## Start Extracted information

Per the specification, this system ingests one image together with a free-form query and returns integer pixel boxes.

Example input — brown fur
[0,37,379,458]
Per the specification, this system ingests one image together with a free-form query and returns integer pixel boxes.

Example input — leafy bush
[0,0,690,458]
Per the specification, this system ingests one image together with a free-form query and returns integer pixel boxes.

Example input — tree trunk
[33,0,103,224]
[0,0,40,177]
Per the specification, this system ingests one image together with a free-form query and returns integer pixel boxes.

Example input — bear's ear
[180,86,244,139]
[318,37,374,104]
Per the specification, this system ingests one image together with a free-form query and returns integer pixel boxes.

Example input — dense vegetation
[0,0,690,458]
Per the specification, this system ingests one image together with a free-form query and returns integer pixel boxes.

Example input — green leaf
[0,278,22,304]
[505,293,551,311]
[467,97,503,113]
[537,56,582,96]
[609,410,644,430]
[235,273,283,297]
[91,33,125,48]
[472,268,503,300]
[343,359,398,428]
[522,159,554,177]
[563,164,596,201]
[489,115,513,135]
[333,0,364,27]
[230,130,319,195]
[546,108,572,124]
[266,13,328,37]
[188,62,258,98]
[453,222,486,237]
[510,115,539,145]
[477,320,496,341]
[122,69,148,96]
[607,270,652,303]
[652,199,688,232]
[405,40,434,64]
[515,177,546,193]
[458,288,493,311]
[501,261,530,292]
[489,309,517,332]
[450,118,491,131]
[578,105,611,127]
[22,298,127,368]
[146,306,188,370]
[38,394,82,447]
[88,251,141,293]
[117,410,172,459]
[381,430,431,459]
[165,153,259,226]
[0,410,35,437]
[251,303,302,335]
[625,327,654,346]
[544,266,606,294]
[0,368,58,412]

## End Extracted information

> _The exercise_:
Count the lines in the entries above that contain the string "input", and reply with the number alone.

> _Finished task_:
6